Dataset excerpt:
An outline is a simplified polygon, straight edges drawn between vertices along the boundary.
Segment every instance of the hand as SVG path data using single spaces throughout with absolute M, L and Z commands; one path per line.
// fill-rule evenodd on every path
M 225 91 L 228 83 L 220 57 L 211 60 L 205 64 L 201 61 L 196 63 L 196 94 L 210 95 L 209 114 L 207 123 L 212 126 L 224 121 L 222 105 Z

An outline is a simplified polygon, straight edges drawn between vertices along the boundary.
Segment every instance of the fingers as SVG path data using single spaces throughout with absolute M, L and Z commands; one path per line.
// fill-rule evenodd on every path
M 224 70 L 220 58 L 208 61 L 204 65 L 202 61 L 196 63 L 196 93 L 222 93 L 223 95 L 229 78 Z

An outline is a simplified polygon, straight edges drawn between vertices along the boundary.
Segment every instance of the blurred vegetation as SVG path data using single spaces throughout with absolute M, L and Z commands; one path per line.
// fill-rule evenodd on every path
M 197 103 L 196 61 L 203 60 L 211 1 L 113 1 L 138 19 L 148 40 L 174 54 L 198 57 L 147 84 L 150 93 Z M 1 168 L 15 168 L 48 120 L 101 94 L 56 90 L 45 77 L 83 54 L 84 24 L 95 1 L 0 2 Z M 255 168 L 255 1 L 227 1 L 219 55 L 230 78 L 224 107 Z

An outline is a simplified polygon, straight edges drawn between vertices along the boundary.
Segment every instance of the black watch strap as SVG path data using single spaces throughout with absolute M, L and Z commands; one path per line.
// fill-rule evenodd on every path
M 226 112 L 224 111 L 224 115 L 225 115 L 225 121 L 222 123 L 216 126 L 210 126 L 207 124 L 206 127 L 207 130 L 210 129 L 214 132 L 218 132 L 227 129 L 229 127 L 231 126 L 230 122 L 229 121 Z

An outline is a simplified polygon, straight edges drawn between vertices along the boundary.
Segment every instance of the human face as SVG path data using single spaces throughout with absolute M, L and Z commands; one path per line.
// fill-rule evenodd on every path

REQUIREMENTS: Please copy out all of the records above word for word, from first to last.

RESULT OF THIS EXERCISE:
An outline is a simplified polygon, straight edges drawn between vertices along the boundary.
Segment every instance of the hand as SVG path data using single spaces throughout with absolute M, L and Z commands; one path per line.
// fill-rule evenodd on every path
M 225 91 L 228 83 L 220 57 L 211 60 L 205 64 L 201 61 L 196 63 L 196 94 L 210 95 L 209 114 L 207 123 L 212 126 L 224 121 L 222 105 Z

An outline is a simplified polygon, straight edges drawn between vertices along the boundary.
Segment every instance of the fingers as SVG path data using single spaces throughout with absolute M, L and Z commands; one path per line.
// fill-rule evenodd on every path
M 224 70 L 220 58 L 208 61 L 204 65 L 202 61 L 196 63 L 196 93 L 222 93 L 223 95 L 229 78 Z

An outline is a simplified polygon, straight edges drawn between vertices along the boundary.
Segment every instance of the blurred vegetation as SVG path data using single spaces throughout with absolute M, L and Z commands; one path per line.
// fill-rule evenodd on every path
M 197 103 L 196 61 L 203 60 L 211 1 L 113 1 L 138 19 L 148 40 L 174 54 L 198 57 L 147 84 L 150 93 Z M 1 168 L 15 168 L 48 120 L 101 94 L 56 90 L 45 77 L 83 54 L 84 24 L 95 1 L 0 2 Z M 255 168 L 255 1 L 227 1 L 219 55 L 230 78 L 224 107 Z

An outline is a simplified polygon, straight edges drawn between vertices along the boundary.
Segment every instance of the black watch strap as SVG path data using single spaces throughout with absolute M, L and Z commands; one path per line.
// fill-rule evenodd on every path
M 226 112 L 224 111 L 224 115 L 225 115 L 225 121 L 222 123 L 216 126 L 210 126 L 207 124 L 206 127 L 207 130 L 210 129 L 214 132 L 218 132 L 227 129 L 229 127 L 231 126 L 230 122 L 229 121 Z

An outline is a simplified polygon, straight edges drawn between vertices along the boundary.
Segment every instance of the human face as SVG path data using single spaces throughout with absolute M, L and Z commands; one path per line.
// fill-rule evenodd on every path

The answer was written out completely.